[Task prompt]: Count the lines in the items below that contain the word "swimming". Reply with that number only.

** START OF Data section **

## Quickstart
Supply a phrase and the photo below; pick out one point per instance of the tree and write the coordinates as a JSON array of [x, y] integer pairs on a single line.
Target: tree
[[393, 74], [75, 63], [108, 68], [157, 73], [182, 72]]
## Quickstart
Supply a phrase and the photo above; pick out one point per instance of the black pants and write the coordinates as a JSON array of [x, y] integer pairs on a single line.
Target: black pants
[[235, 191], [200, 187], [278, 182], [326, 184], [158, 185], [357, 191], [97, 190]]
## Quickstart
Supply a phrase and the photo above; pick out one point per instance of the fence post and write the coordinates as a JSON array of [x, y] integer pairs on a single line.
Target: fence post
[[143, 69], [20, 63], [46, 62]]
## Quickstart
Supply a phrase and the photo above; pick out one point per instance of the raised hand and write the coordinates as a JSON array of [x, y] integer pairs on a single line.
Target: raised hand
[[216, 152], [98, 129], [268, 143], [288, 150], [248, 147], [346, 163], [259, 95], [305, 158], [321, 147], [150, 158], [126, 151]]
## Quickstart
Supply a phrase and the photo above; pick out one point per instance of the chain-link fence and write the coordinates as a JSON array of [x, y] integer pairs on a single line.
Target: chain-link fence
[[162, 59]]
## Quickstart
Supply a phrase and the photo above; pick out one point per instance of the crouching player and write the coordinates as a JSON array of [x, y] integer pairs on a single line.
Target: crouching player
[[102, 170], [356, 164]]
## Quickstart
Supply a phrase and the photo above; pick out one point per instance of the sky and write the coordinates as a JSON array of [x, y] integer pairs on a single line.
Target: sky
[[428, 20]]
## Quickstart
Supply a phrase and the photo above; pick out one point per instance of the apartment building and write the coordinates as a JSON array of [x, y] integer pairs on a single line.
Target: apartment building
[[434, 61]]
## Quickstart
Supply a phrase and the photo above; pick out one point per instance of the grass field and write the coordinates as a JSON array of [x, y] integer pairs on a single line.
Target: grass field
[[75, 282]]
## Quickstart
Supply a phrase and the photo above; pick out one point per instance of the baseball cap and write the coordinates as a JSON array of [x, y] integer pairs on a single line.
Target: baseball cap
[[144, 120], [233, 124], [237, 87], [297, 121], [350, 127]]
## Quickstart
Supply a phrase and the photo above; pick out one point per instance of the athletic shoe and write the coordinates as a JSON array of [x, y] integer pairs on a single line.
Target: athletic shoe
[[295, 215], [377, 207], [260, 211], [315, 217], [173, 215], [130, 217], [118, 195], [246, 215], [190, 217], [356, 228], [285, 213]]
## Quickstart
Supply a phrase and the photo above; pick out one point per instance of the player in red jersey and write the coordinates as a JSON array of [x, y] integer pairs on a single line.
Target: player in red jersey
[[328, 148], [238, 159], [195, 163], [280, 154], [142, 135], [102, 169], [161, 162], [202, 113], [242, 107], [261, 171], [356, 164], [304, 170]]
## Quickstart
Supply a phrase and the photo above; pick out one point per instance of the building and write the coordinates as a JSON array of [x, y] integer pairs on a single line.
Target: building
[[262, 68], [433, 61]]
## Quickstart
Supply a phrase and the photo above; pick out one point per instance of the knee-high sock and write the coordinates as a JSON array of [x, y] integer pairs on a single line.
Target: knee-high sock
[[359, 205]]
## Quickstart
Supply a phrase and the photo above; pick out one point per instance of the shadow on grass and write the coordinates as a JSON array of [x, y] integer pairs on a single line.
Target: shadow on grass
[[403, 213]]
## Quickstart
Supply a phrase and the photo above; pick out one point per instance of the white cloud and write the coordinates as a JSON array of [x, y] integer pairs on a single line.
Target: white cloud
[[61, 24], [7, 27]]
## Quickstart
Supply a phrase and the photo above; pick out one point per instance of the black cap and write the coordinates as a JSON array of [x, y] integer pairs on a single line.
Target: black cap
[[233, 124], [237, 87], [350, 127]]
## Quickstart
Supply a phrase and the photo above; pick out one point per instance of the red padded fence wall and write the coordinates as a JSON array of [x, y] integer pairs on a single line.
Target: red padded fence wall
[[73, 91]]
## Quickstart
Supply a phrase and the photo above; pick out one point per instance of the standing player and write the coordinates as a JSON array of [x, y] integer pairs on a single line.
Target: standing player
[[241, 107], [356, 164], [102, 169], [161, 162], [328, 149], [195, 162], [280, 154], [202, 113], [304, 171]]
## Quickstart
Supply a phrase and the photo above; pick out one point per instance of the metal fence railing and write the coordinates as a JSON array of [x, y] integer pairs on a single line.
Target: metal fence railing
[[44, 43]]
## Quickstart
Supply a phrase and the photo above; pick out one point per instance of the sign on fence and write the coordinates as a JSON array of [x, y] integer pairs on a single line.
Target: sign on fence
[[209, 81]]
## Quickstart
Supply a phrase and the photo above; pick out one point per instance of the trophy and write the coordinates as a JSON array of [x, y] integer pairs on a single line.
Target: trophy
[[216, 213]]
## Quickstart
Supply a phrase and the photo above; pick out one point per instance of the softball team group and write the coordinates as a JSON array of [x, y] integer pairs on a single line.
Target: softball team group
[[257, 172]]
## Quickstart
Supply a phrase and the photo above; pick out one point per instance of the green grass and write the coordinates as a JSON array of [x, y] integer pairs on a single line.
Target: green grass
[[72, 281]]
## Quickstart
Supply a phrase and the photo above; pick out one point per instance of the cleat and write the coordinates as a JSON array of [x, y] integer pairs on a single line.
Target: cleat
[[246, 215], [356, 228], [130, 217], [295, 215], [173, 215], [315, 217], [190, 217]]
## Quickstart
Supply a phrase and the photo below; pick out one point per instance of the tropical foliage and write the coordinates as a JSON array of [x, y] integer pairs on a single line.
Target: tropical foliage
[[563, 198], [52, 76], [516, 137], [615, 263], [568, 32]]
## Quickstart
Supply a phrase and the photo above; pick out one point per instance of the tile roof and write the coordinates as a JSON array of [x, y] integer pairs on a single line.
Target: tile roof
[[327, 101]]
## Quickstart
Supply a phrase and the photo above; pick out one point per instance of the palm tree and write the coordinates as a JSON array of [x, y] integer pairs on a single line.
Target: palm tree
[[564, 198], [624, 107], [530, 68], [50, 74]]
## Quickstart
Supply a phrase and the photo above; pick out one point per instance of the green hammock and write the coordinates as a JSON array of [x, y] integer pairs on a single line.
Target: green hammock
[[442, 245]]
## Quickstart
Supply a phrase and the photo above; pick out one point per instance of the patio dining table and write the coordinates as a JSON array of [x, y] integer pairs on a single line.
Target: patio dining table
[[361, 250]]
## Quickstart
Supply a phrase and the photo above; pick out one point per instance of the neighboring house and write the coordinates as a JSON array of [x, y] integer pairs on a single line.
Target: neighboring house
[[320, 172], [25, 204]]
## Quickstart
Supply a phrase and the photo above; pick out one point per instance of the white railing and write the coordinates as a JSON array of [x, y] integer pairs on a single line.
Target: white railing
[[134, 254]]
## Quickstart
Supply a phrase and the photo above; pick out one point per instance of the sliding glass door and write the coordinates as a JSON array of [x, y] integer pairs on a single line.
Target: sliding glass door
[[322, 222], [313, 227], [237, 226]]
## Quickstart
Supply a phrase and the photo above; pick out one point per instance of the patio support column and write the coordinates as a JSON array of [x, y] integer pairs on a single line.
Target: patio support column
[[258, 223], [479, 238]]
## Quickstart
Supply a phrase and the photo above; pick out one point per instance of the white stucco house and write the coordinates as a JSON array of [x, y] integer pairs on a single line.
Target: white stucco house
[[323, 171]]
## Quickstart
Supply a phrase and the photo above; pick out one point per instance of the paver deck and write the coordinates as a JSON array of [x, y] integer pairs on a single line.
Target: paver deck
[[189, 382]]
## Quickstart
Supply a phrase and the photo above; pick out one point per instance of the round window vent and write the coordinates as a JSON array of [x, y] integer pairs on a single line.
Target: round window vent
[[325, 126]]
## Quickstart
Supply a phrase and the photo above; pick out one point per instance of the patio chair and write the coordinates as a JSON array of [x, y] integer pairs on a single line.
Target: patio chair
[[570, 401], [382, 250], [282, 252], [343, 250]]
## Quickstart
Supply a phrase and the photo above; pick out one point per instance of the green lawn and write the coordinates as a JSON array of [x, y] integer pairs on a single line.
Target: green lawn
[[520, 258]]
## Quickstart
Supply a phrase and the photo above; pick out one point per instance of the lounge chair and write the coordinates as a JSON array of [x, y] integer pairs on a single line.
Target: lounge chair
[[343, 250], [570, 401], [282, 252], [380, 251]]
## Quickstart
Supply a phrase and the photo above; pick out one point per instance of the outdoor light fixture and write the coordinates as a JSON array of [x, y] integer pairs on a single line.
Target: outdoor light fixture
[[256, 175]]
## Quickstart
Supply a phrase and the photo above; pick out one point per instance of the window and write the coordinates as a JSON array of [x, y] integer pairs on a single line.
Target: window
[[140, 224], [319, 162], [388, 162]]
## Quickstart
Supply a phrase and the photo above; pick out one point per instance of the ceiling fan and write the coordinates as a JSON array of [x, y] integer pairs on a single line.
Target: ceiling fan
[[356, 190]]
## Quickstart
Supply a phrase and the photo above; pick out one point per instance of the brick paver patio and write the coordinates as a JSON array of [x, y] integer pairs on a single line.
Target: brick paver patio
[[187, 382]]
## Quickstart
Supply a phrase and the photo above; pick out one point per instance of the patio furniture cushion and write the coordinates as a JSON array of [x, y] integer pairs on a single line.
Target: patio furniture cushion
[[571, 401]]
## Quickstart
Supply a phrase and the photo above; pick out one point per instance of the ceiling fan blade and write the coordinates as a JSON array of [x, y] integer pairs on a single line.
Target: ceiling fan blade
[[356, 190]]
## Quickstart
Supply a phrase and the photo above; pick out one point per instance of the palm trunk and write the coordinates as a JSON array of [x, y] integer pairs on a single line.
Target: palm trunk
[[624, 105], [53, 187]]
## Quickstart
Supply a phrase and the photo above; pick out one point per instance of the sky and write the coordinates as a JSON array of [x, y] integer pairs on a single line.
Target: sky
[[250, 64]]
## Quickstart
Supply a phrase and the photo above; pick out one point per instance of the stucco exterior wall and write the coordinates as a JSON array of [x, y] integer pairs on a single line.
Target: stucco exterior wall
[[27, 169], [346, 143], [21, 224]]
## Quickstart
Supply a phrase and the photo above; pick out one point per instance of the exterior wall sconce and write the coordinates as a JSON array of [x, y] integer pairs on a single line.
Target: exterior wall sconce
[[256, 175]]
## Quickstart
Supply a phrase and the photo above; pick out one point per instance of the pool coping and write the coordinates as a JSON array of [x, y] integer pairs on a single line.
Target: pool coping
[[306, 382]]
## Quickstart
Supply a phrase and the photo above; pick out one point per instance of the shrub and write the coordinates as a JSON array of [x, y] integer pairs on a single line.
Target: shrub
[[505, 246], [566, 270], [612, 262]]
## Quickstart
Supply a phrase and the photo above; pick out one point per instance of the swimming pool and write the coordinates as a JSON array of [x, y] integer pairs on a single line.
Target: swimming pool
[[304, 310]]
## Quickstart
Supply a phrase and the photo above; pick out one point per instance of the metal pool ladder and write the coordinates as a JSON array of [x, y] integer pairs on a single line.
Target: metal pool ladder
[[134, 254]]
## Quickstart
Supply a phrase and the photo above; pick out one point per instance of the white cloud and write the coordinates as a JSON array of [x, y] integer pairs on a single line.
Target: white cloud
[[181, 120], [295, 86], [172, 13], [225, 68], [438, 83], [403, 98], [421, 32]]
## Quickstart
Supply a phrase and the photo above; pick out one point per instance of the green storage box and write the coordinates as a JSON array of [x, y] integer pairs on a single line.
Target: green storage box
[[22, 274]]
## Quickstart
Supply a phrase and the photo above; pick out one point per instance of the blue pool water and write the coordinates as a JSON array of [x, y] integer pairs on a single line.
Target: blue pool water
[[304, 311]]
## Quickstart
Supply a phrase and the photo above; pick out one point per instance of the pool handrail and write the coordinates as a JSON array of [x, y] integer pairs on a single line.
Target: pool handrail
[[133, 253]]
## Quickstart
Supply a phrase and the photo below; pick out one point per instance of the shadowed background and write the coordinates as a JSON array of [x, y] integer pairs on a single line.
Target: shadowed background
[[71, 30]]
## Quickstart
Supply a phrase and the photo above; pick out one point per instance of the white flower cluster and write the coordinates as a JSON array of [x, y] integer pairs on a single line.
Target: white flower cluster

** END OF Data section **

[Expected answer]: 2